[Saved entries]
Segment Open

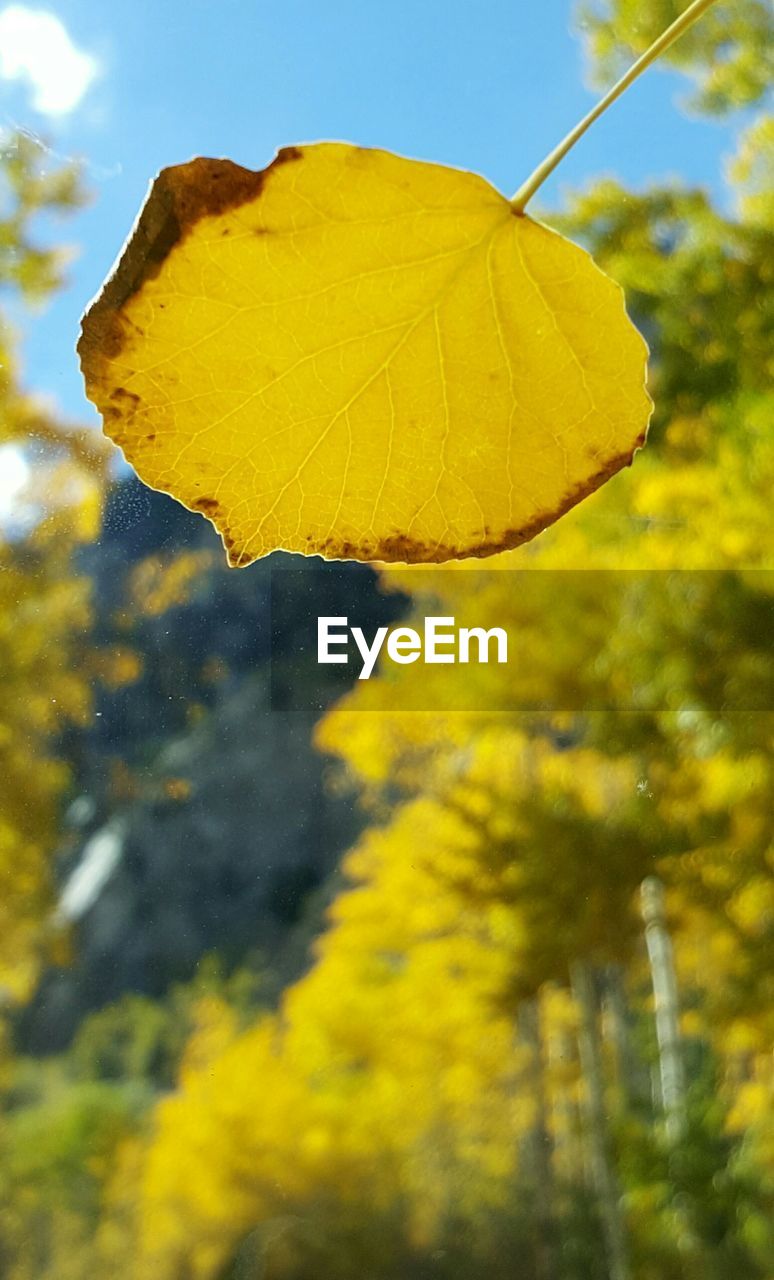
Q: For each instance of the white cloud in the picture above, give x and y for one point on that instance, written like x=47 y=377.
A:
x=35 y=46
x=14 y=475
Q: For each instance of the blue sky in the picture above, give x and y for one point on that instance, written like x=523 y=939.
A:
x=488 y=86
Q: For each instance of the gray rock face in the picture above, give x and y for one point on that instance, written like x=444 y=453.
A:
x=223 y=827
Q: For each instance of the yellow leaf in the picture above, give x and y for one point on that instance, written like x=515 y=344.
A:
x=361 y=356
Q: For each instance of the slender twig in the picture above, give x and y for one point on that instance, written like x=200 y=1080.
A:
x=536 y=179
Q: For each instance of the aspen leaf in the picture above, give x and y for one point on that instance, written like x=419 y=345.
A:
x=361 y=356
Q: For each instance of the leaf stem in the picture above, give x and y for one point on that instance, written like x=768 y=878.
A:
x=536 y=179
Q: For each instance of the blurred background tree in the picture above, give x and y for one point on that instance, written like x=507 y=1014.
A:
x=535 y=1031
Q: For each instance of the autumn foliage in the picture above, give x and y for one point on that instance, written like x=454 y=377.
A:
x=535 y=1031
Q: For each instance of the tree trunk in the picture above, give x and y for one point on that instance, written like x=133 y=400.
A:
x=667 y=1006
x=601 y=1159
x=539 y=1144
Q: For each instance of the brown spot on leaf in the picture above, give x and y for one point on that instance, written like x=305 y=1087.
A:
x=178 y=200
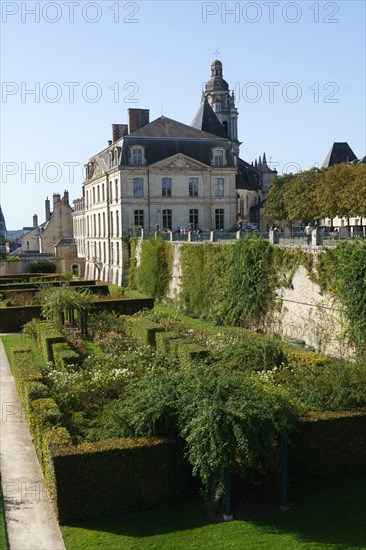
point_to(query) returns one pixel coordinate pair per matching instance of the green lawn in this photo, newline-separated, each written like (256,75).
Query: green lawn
(329,515)
(3,543)
(14,340)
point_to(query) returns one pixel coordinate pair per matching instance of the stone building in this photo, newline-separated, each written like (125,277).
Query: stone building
(167,174)
(341,152)
(51,240)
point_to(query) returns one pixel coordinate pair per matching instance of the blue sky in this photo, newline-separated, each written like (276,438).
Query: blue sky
(297,68)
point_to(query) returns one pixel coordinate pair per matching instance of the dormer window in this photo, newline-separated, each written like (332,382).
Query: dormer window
(218,158)
(136,156)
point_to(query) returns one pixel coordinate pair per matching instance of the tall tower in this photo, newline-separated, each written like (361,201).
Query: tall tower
(2,224)
(222,101)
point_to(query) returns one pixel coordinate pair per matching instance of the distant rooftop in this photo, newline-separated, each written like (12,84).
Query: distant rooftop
(340,152)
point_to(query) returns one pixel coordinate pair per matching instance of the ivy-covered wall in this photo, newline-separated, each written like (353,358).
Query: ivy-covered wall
(316,297)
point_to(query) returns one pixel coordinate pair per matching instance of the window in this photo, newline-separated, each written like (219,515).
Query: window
(139,218)
(219,218)
(117,223)
(167,219)
(218,157)
(193,218)
(138,187)
(137,156)
(219,187)
(166,187)
(193,187)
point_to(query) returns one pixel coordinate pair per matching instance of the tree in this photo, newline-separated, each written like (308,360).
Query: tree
(355,193)
(332,190)
(55,301)
(228,419)
(300,196)
(274,208)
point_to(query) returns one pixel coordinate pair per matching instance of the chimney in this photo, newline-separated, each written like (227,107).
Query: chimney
(56,198)
(118,131)
(47,207)
(137,118)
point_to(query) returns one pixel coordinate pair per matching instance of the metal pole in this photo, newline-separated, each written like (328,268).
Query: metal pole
(284,475)
(227,514)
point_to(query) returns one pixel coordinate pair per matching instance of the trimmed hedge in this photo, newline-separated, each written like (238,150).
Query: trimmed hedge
(35,285)
(118,476)
(124,307)
(328,443)
(64,356)
(13,318)
(47,336)
(166,343)
(142,330)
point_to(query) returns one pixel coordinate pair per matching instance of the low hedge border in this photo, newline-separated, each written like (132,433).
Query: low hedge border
(118,476)
(47,335)
(143,331)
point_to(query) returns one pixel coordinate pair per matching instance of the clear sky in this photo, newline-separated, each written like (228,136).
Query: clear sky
(297,68)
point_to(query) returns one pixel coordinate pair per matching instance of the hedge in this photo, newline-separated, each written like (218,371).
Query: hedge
(64,356)
(13,318)
(31,290)
(47,336)
(328,443)
(118,476)
(41,411)
(124,307)
(142,330)
(42,284)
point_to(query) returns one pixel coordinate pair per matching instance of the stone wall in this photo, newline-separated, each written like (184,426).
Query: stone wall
(304,314)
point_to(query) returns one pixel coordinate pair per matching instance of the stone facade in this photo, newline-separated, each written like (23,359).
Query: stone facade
(166,174)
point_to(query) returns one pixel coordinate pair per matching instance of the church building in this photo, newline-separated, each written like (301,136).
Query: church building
(167,174)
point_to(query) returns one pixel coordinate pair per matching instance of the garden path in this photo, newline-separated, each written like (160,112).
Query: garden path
(30,519)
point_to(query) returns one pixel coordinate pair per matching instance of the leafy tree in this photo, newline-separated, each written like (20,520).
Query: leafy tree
(300,196)
(153,274)
(275,208)
(42,267)
(55,301)
(355,194)
(333,190)
(226,418)
(247,293)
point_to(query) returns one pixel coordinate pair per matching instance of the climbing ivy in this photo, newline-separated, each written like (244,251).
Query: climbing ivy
(153,274)
(342,273)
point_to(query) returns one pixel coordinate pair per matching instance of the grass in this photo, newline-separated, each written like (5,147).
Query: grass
(3,542)
(326,515)
(15,340)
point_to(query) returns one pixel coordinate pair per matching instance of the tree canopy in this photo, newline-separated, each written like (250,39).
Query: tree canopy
(319,193)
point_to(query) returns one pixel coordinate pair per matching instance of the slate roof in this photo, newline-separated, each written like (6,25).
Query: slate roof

Segment Closed

Read the data above and pull out each line that holds the string "picture".

▶ [Result of this exercise]:
Q: For each instance of the white cloud in the picture above, give x and y for one point on that instance, written like x=47 y=377.
Q: For each instance of the blue sky in the picture above, give x and y for one point on that instance, written like x=523 y=939.
Q: For each instance of the gray rock face in the picture above, give x and y for one point on that instance, written like x=444 y=453.
Q: For each instance of the yellow leaf in the picture above, give x and y for one point on that instance, written like x=515 y=344.
Q: For each instance of the slender twig in the picture above, give x and y for one point on that instance, written like x=200 y=1080.
Q: For each instance of the aspen leaf in the picture above, give x and y for one point on that instance, written like x=419 y=345.
Q: For each instance of the leaf stem in the picture above, give x and y for one point on that instance, written like x=768 y=878.
Q: For each instance of the blurred background tree in the picture above, give x and y for one point on that instance, written like x=507 y=1014.
Q: For each instance of the autumn foliage in the picture above, give x and y for one point on that instance, written like x=454 y=377.
Q: For each instance of the tree trunk in the picture above, give x and y for one point on that instance, written like x=133 y=400.
Q: For each instance of the brown spot on leaf in the picture above, give x and y for one point on that instance, written like x=305 y=1087.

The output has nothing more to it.